» Extract provided:
++++++
# Spaceship titanic

# 1. Import Libraries/ Data Loading 

In [None]:
import numpy as np
import pandas as pd

import matplotlib.pyplot as plt
import seaborn as sns
import missingno as msno
import plotly.express as px

from sklearn.preprocessing import LabelEncoder

sns.set(rc={'figure.figsize':(6, 4)})
sns.set_style('whitegrid')
sns.color_palette("flare")
sns.set_palette(sns.color_palette("flare"))

In [None]:
train_data = pd.read_csv("data/train.csv")
test_data = pd.read_csv("data/test.csv")

# 2. EDA (Exploratory Data Analysis) and Data Preprocessing


The goal of EDA is to understand the main characteristics of the data and identify any patterns, outliers, or other features of the data that are important to know before building a model or making predictions.

### Observations in Train Data
It's a first step in EDA. It is useful for understanding the main characteristics of the data and identifying any patterns, outliers, or other features of the data.

- There are total of 14 columns and 8693 rows in train data.
- Train data contains 119378 observation with 2324 missing values.
- All 12 feature columns have missing values in them with CryoSleep having highest missing values (217) 
- Transported is the target variable which is only available in the train dataset.
++++++
» Dataset entries:
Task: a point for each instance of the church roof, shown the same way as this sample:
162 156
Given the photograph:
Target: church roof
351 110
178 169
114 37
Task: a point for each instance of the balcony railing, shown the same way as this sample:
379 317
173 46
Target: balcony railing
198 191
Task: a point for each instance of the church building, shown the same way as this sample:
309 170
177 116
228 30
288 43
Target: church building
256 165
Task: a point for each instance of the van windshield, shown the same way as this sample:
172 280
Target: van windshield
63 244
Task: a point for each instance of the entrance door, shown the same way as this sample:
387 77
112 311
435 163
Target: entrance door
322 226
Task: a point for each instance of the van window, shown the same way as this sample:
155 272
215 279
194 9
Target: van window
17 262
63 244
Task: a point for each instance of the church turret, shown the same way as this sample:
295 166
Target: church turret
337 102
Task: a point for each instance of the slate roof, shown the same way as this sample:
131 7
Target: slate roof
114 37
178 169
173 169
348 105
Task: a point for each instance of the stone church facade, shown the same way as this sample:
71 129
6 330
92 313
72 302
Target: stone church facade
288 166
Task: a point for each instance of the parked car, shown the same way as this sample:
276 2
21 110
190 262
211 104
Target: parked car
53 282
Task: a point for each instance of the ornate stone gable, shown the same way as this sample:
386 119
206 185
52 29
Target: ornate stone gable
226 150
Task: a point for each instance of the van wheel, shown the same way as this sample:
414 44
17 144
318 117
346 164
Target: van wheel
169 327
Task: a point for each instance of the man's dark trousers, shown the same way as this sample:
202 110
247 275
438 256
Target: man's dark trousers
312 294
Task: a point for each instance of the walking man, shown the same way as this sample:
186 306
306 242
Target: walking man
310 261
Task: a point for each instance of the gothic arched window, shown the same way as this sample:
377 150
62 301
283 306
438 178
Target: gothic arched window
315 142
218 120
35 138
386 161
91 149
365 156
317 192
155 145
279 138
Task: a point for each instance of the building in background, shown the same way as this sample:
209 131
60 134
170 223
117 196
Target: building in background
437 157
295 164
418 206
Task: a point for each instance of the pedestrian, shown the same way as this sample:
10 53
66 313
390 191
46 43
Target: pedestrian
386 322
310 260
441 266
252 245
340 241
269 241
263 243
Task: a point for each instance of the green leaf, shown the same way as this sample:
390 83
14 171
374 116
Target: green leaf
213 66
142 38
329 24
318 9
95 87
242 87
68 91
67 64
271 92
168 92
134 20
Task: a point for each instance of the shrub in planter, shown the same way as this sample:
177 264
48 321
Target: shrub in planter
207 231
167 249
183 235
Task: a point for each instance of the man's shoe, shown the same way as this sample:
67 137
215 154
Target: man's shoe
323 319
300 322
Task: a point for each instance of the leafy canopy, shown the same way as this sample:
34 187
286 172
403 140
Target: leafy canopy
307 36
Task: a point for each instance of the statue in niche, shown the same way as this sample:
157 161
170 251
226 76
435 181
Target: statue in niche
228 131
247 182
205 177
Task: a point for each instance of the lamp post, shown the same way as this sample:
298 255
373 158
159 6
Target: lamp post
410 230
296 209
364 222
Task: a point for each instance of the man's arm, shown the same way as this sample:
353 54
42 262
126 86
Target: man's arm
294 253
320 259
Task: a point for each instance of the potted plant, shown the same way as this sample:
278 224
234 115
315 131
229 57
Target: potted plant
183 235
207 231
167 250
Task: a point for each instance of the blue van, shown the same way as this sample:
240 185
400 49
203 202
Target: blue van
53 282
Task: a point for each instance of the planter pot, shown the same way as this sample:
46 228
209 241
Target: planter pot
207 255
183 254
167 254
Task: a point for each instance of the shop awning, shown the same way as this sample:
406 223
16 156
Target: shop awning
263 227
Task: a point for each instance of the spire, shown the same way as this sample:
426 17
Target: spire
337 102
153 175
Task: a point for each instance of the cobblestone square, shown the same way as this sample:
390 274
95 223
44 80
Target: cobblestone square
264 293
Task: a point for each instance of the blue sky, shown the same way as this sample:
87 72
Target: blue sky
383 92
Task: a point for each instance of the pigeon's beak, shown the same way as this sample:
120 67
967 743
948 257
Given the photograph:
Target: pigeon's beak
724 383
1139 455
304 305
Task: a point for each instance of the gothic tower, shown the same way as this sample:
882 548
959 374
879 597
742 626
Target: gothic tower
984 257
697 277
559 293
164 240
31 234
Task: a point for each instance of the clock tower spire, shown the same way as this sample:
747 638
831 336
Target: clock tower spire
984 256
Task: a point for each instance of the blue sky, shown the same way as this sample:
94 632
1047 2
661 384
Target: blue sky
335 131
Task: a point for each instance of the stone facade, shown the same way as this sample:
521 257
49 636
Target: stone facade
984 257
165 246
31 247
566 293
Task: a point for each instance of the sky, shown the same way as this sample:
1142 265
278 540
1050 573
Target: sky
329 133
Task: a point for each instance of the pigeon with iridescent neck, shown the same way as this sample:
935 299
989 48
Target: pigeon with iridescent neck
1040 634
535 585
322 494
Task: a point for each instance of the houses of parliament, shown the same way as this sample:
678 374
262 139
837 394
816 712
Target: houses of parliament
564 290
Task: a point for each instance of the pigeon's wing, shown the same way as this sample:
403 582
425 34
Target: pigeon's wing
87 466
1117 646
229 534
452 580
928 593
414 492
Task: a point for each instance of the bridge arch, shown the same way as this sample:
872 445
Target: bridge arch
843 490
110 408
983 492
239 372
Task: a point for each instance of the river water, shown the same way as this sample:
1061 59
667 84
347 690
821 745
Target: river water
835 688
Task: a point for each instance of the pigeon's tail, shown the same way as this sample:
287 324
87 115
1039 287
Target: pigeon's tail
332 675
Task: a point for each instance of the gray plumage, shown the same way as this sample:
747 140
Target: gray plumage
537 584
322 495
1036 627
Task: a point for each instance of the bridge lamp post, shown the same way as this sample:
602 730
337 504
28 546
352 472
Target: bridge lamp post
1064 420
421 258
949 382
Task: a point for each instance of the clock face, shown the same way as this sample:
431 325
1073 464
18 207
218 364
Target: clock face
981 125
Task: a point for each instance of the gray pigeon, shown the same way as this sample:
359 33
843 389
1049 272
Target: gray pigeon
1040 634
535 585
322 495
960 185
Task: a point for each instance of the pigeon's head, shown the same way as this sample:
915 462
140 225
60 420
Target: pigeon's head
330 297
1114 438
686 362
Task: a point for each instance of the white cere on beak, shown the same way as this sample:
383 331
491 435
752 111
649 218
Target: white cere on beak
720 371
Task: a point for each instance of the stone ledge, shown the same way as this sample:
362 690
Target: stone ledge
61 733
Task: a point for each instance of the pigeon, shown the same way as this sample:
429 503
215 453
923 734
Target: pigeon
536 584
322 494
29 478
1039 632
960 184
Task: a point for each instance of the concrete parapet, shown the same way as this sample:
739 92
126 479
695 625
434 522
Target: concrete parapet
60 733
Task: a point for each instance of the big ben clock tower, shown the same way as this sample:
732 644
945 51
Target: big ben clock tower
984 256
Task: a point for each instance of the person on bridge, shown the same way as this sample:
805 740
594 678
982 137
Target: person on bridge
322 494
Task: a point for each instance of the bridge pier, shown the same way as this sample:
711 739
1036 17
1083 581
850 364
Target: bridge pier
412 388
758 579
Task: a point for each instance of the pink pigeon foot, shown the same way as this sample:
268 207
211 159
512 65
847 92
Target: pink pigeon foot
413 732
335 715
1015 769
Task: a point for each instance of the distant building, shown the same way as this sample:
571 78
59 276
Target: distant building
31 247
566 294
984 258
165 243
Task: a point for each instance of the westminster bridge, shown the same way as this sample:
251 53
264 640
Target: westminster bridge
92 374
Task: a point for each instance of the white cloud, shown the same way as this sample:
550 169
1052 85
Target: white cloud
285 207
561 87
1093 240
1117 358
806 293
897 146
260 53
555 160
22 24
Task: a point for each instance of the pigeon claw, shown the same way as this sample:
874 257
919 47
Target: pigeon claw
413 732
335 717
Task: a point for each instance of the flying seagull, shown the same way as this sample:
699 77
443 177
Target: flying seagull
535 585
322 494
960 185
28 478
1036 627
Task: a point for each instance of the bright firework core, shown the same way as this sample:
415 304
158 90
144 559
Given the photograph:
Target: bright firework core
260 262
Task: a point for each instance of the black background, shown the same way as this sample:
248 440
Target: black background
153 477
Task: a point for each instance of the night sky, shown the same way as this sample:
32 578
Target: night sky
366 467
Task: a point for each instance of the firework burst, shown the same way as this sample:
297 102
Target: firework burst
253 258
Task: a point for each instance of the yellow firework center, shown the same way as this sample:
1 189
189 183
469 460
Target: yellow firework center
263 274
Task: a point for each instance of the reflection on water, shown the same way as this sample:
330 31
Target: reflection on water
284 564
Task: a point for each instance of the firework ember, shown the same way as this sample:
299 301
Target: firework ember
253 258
++++++
» Written tasks:
1. Summarize the Spaceship Titanic notebook in two sentences.
2. Revise the Spaceship Titanic notebook by writing out everything from "### Observations in" down to "the train dataset.", with "target variable" changed to "label column".

» The results:
1. The Spaceship Titanic notebook imports libraries including NumPy, pandas, seaborn and scikit-learn's LabelEncoder, then loads the train and test data from CSV files. Its exploratory data analysis section notes that all 12 feature columns in the train data have missing values, with CryoSleep highest at 217, and that Transported is the target variable available only in the train dataset.

2.
### Observations in Train Data
It's a first step in EDA. It is useful for understanding the main characteristics of the data and identifying any patterns, outliers, or other features of the data.

- There are total of 14 columns and 8693 rows in train data.
- Train data contains 119378 observation with 2324 missing values.
- All 12 feature columns have missing values in them with CryoSleep having highest missing values (217) 
- Transported is the label column which is only available in the train dataset.